Kaynak
--------------------------------

İlk Milli takım davetimi U -15 Kız Milli takımından aldım. 15 yaşındaydım ve çok heyecanlanmıştım. 2008 yılındaydı. U-17 Kız Milli takımı Avrupa şampiyonası Grup Eleme müsabakaları maçıydı ve İrlanda‘ya karşı mücadele ettik. Milli marşımız okunurken ağlıyordum, bugün yine o formayı üstüme giydiğimde heyecanlanıyorum ve seremonide milli marşımız her okunduğunda gözlerim doluyor.
Daha sonra farklı yaş gruplarında 96 defa milli maçlara çıktım. Ancak, heyecanımdan hiçbir şey kaybetmedim. Milli takım kaptanı olmaktan ve ülkemi temsil etmekten dolayı gurur duyuyorum.

Sporculuk kariyerini hem akademik hem de yönetimsel tecrübeler ile destekliyorsun. Sadece kadın futbolunda değil, ülke futbolunda bir sporcunun mental ve fiziksel gelişim göstermesi nadiren rastlanılan bir durum. Sen bu serüveni nasıl şekillendirdin?
Alt yapı eğitimimi Gazi üniversitesinde aldım. Gazi Üniversitesi Kadın Futbol Takımı’nın Türkiye’nin en iyileri arasında gösterilen bir Üniversite takımı olması, bunun yanında eğitimcilerimizin hem üniversitede hocalık yapıp hem de bizimle ilgilenmeleri, kendi alanlarındaki olgun tecrübeleri ve faydalı aktarmaları ile alt yapı eğitimimi donanımlı bir şekilde tamamlamamı sağladı. Bu beni şimdiye kadar hem oyuncu olarak hem de akademik anlamda hep bir adım öne taşıdı.
Araştırmalar, “Futbol sahasına çıkan kadınların, kız çocuklarının kendilerine olan özgüvenleri ve her şeyi yapabileceklerine dair inançları artıyor!” diyor. Kız çocuklarının kendilerine olan özgüvenleri ve her şeyi yapabileceklerine olan inançlarını arttırmak için Türkiye’deki kadın futbolunun gelişimi için ipi göğüslemeye çalışan insanlardan biri olarak sadece futbol da değil başka alanlarda da başarılı olma sorumluluğumuz var. Bu nedenlerle belli bir disiplinle çok çalışıyorum. Sadece futbolda değil, daha birçok alanda başarılı olmak, örnek olmak zorunda olduğumu biliyorum. Bunun için çok çalışmıyorum, hep çalışıyorum.
Bir insan olarak, bir sporcu olarak, bir yönetici olarak yakın ve uzak dönemli hedeflerin/planların nelerdir?
Bir kadın futbolcu olarak; çocuklarımızın ve gençlerimizin, dünya standartlarındaki kapasiteye sahip oyuncular olarak yetiştirilmesini ve dünyada saygıyla tanınmalarını sağlamak (bunu bir yakın hedef olarak görüyorum) amacıyla kadın futbolunun gelişmesi için elimden geleni yapıyorum. Bir rol model olduğumu biliyorum. Bu bilinçle her daim çalışıyorum.

--------------------------------

Sağlanan bilgiler

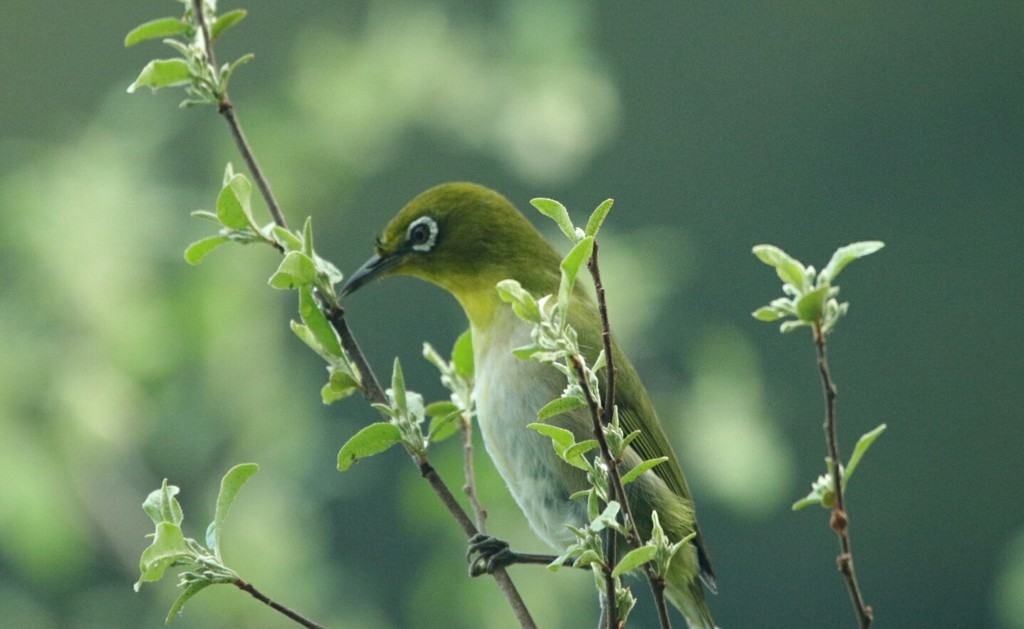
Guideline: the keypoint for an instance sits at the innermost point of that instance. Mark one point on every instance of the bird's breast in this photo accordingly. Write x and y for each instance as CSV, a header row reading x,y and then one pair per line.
x,y
508,393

--------------------------------

Alıştırma koşulları
(a) Kadın futbolu röportajında konuşan futbolcu, farklı yaş gruplarında kaç kez milli maçlara çıktığını söylüyor?
(b) Kadın futbolu röportajını son cümlesinden sonra gelecek şekilde sürdürün.

Görev sonuçları
(a) 96 kez.

(b)
Kadın futbolunun kamu nazarındaki profilini pekiştirmek, yeni gelen nesillerin konu ile ilgili farkındalığını arttırmak, onları sporun gerekliliğine inandırmak amacıyla; sporcu kimliğimle, eğitimci kimliğimle var gücümü ortaya koyuyorum.
Ülkemizde yönetim alanlarında kadın rolünün az olduğu düşünüldüğünde spor yönetiminde de kadınların rolünün ülke durumu ile paralellik göstermesi beklenir ve öyledir de. “Ülkemizdeki en popüler branşlar futbol, basketbol ve voleybol. Bu branşların kadın-erkek 1. Liglerinde yer alan kulüplerin Yönetim Kurulları’nı incelendiğinde, toplamda 58 ayrı kulübün 652 üyesinin sadece 14’ünün (%2,15) kadın yönetici olduğunu görüyoruz ve bu oldukça düşündürücü.” (Female Managers In Turkısh Sport Managementelif Bozyigit, Rıdvan Ekmekçi, Ömür Sertkaya)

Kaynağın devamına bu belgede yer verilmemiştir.